[Records provided start]

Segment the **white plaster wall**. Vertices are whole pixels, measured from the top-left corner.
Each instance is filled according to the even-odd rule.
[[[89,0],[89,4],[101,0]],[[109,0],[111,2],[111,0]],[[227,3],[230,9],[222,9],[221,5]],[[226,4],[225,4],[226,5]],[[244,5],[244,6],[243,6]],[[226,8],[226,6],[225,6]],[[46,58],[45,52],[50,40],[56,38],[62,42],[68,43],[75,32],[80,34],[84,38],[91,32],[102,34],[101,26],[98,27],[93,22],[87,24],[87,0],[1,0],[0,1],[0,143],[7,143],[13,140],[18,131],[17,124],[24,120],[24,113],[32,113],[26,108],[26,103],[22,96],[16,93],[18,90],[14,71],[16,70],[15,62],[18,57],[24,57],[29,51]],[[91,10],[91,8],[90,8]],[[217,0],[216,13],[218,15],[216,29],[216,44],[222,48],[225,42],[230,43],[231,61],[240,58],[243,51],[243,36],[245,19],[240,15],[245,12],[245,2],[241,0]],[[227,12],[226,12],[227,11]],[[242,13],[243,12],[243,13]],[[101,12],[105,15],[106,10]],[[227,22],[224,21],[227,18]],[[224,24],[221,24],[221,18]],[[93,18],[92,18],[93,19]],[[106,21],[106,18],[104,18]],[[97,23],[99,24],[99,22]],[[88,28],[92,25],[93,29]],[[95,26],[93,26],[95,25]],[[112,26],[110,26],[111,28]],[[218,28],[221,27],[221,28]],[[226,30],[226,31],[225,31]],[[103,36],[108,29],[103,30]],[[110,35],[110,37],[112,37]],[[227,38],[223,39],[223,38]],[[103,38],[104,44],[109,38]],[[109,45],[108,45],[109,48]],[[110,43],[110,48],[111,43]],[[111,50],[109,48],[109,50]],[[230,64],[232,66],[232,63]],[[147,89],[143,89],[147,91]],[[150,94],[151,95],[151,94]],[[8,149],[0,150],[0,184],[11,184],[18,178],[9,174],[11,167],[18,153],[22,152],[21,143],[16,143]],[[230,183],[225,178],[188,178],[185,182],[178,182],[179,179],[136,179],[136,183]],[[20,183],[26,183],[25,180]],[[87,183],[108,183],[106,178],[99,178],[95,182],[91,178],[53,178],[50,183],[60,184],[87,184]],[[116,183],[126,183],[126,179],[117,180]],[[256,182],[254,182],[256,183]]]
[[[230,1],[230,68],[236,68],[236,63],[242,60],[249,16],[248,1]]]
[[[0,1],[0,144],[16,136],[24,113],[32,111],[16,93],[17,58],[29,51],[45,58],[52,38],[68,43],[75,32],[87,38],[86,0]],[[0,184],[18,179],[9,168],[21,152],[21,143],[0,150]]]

[Records provided end]

What to produce
Reproduce the listing above in full, line for line and character for character.

Correct result
Segment the **white plaster wall**. Vertices are whole pixels, measured from the top-left corner.
Each instance is filled according to the even-odd rule.
[[[89,0],[89,4],[101,0]],[[109,0],[111,2],[111,0]],[[227,3],[230,9],[222,9],[221,5]],[[226,4],[225,4],[226,5]],[[244,5],[244,6],[243,6]],[[226,8],[226,6],[225,6]],[[46,58],[45,52],[50,40],[56,38],[62,42],[68,43],[75,32],[80,34],[84,38],[91,32],[102,34],[101,26],[98,27],[93,22],[87,24],[87,0],[1,0],[0,1],[0,143],[7,143],[13,140],[18,131],[17,124],[24,120],[24,113],[32,113],[26,108],[26,103],[22,96],[16,93],[18,90],[14,71],[16,70],[15,62],[18,57],[24,57],[29,51]],[[91,10],[91,8],[90,8]],[[217,0],[216,13],[218,15],[216,29],[216,44],[222,48],[225,42],[230,43],[231,61],[240,58],[243,51],[243,36],[245,19],[240,15],[245,12],[245,2],[241,0]],[[227,12],[226,12],[227,11]],[[242,13],[243,12],[243,13]],[[101,12],[105,15],[106,10]],[[227,22],[224,21],[227,18]],[[224,24],[221,24],[221,18]],[[93,18],[92,18],[93,19]],[[106,21],[106,18],[104,18]],[[97,23],[99,24],[99,22]],[[88,28],[92,25],[93,29]],[[95,26],[93,26],[95,25]],[[112,26],[110,26],[111,28]],[[218,28],[221,27],[221,28]],[[226,30],[226,31],[225,31]],[[103,36],[108,29],[103,30]],[[110,35],[110,37],[112,37]],[[227,38],[223,39],[223,38]],[[103,38],[104,44],[109,38]],[[109,45],[108,45],[109,48]],[[110,43],[110,48],[111,43]],[[111,50],[109,48],[109,50]],[[230,64],[232,66],[232,63]],[[147,89],[143,89],[147,91]],[[150,94],[151,95],[151,94]],[[8,149],[0,150],[0,184],[11,184],[18,178],[9,174],[11,167],[18,153],[22,152],[21,143],[16,143]],[[230,183],[225,178],[188,178],[185,182],[178,182],[179,179],[136,179],[136,183]],[[20,183],[26,183],[25,180]],[[87,183],[108,183],[106,178],[99,178],[95,182],[91,178],[53,178],[50,183],[60,184],[87,184]],[[116,183],[126,183],[126,179],[117,180]],[[256,182],[254,182],[256,183]]]
[[[230,1],[230,68],[236,68],[236,63],[242,60],[249,16],[248,1]]]
[[[0,1],[0,144],[16,136],[24,113],[32,111],[16,93],[17,58],[29,51],[45,58],[52,38],[68,43],[75,32],[87,38],[86,0]],[[0,184],[18,179],[9,168],[21,152],[21,143],[0,150]]]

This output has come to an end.